▶ _Tarefa_
Atualize o trecho do texto de leitura que vai de "Todavia, tendo em" até "e exclusão social." e escreva-o novamente, trocando "pobreza" por "miséria".

▶ _Texto de leitura_
● ● ● ● ●
Depois, não constitui qualquer solução,
para evitar o choque de culturas, a eliminação do espaço público de todas as
manifestações religiosas, relegando-as para a esfera estritamente privada.
Dado que muitas pessoas encontram
nas religiões “um sentido para as suas vidas, a força para enfrentar as
dificuldades, o cimento da harmonia familiar e comunitária”, não se pode
pretender que “os muçulmanos e outros crentes deixem de o ser, reneguem a sua
fé, para poderem ser acolhidos nas sociedades europeias”. Uma tal pretensão –
explicita a CNJP – favoreceria o extremismo fundamentalista, “que rejeita esse
acolhimento”. A esse respeito, o Papa Francisco, no seu discurso ao Parlamento
Europeu, associou esse extremismo ao “grande vazio de ideais a que assistimos
no chamado Ocidente”, citando uma afirmação de Bento XVI, seu imediato
predecessor: “o que gera a violência não é a glorificação de Deus, mas o seu
esquecimento”.
Sobre a liberdade de expressão,
que “é um valor precioso das sociedades livres e democráticas”, é preciso
reconhecer os seus limites, decorrentes da sua própria índole, já que não é
património exclusivo deste ou daquele indivíduo, mas património comum, de que
todos e cada um se devem e podem apropriar na justa medida. Sobre este
inestimável valor da condição humana, afirmou Bento XVI na sua viagem ao
Líbano:
“A
liberdade humana é sempre uma liberdade compartilhada, que pode crescer apenas
na partilha, na solidariedade, no viver juntos, com determinadas regras”.
Ora, aplicando as exigências e
regras da liberdade de expressão, parece oportuno deixar claro que “a
convivência e o diálogo entre pessoas de diferentes culturas e religiões supõem
a liberdade de debate de ideias e de crítica”. Porém, “já extravasam desse
âmbito a instigação à violência e à discriminação, o insulto, a provocação
gratuita e a ofensa aos sentimentos religiosos dos outros”, sendo verdade que “há
até quem se sinta mais gravemente ferido com uma ofensa a esses sentimentos do
que com uma ofensa física ou verbal à sua pessoa”.
Todavia, tendo em conta que “a
vida humana tem sempre um valor supremo”, é preciso declarar, sem margem para
dúvidas, que “nunca a ofensa aos sentimentos religiosos pode justificar o
recurso à violência, e nem sequer atenua a gravidade de atentados contra a vida”.
***
Por outro lado, a CNJP entende
que, a par do diálogo entre culturas e religiões (e
tão urgente como ele),
deve cuidar-se da remoção de factores que conduzem à pobreza e exclusão social.
● ● ● ● ●
▶ _Dados para análise_
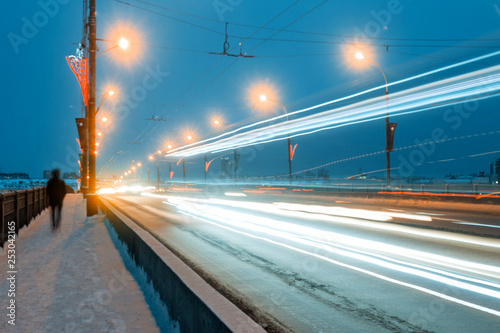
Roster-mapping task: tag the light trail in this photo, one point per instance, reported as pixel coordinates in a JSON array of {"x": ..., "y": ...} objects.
[
  {"x": 459, "y": 64},
  {"x": 261, "y": 228},
  {"x": 478, "y": 85},
  {"x": 343, "y": 216}
]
● ● ● ● ●
▶ _Resposta escrita_
Todavia, tendo em conta que “a
vida humana tem sempre um valor supremo”, é preciso declarar, sem margem para
dúvidas, que “nunca a ofensa aos sentimentos religiosos pode justificar o
recurso à violência, e nem sequer atenua a gravidade de atentados contra a vida”.
***
Por outro lado, a CNJP entende
que, a par do diálogo entre culturas e religiões (e
tão urgente como ele),
deve cuidar-se da remoção de factores que conduzem à miséria e exclusão social.